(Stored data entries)
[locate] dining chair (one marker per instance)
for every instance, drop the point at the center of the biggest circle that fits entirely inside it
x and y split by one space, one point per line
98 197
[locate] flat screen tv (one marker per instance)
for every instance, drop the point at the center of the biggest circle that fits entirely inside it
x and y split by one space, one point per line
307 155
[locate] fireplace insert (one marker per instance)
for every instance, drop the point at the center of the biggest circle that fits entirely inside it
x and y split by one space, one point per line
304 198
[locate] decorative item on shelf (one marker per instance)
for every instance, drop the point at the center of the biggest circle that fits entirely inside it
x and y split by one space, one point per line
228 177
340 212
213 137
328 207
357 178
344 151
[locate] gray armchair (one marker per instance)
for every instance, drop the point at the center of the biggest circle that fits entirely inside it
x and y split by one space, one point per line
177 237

» Exercise description
Pull together all lines from the data that mention the word "locate".

» Exercise result
[locate] dining chair (one marker per instance)
[locate] flat screen tv (one marker per instance)
[locate] fireplace insert (one marker per instance)
[locate] decorative item on shelf (one marker per instance)
[locate] gray armchair (one marker per instance)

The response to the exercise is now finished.